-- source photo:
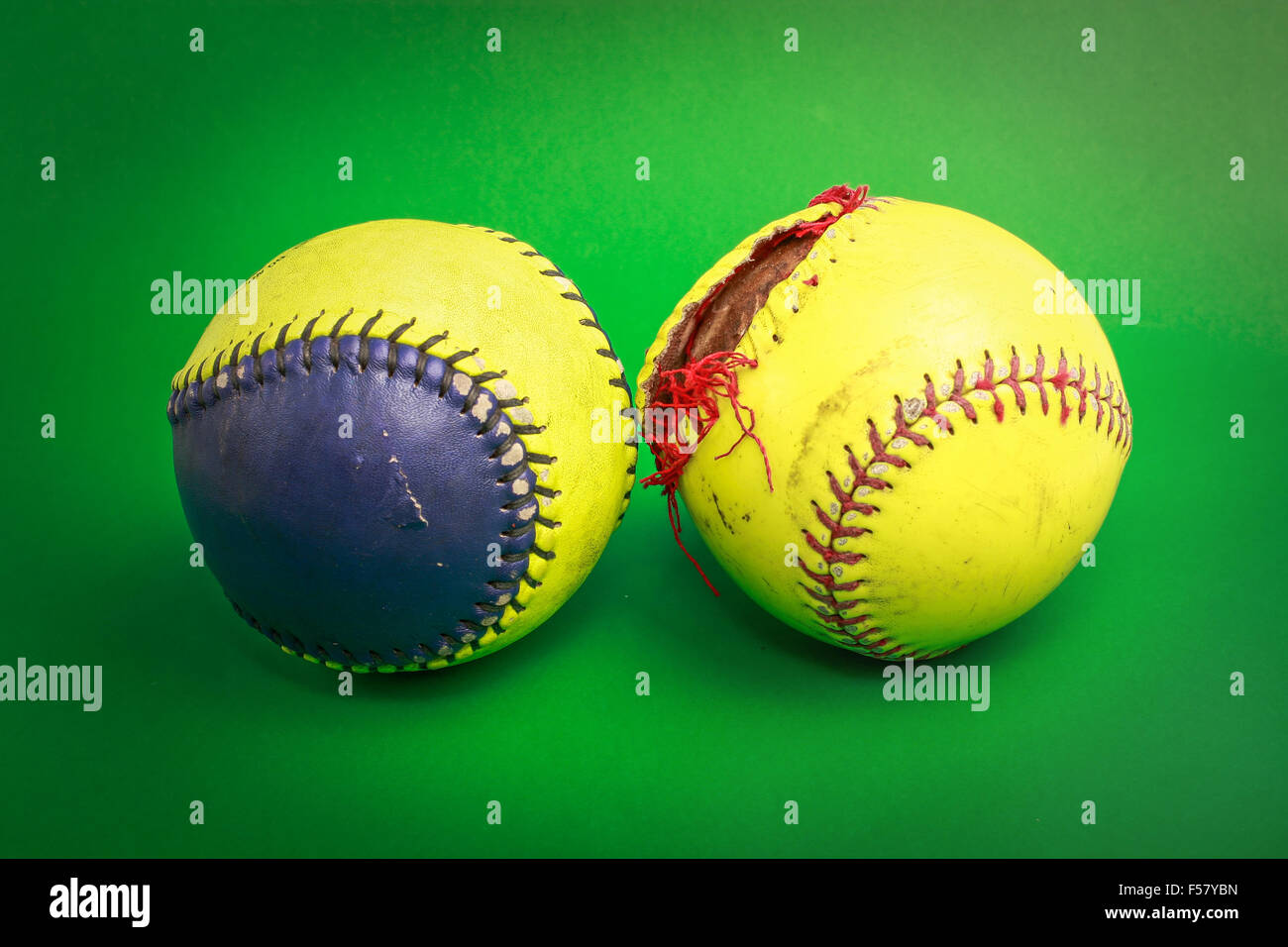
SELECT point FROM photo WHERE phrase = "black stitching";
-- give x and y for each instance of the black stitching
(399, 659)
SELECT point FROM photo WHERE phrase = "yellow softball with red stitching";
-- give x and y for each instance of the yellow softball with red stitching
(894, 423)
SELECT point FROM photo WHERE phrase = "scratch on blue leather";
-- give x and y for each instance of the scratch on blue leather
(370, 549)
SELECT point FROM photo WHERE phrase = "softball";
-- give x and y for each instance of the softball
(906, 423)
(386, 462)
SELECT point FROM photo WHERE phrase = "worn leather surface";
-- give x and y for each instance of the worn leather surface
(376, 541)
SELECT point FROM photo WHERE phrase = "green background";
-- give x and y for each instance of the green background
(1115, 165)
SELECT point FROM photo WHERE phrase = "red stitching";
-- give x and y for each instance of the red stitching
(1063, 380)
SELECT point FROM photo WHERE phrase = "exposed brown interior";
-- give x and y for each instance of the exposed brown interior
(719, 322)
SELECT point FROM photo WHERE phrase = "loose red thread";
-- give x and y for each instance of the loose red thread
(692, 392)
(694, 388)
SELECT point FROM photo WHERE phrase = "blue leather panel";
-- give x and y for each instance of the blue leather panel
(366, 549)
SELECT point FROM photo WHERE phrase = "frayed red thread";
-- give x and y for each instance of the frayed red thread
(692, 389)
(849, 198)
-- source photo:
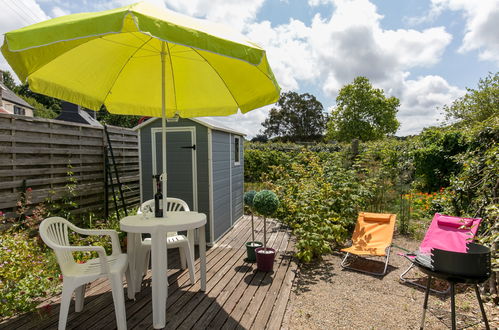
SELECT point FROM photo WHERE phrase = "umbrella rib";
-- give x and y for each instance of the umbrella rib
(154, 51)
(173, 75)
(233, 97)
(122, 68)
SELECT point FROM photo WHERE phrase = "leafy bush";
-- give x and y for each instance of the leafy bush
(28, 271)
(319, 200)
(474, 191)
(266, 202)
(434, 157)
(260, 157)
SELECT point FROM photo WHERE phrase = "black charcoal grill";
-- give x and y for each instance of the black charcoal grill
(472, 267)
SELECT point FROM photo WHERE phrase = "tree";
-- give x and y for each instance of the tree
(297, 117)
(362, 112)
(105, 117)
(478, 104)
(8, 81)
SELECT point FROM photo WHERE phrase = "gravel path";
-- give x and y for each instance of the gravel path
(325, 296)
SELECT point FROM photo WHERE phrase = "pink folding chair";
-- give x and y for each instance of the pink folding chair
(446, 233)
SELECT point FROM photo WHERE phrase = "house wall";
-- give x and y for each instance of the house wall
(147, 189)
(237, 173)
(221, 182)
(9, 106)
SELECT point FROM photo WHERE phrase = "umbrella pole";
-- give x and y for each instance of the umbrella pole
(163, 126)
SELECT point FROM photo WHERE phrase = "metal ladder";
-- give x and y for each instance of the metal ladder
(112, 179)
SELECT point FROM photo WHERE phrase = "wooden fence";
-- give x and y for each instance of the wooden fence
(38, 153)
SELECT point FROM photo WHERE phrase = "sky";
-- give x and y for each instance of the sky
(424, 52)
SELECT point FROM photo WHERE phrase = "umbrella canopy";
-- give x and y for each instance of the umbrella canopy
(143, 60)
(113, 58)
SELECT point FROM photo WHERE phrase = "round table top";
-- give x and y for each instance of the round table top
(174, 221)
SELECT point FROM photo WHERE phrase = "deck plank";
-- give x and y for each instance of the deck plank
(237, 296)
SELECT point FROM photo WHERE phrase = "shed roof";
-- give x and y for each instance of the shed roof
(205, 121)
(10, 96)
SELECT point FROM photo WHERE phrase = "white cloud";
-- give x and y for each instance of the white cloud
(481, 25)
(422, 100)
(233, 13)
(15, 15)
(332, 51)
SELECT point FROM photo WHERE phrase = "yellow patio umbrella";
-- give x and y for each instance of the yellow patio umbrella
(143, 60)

> **PROBLEM TO WORK ON**
How many lines in the records contain the string "black", with case taken into account? Reply with the number only.

> **WRITTEN SOLUTION**
4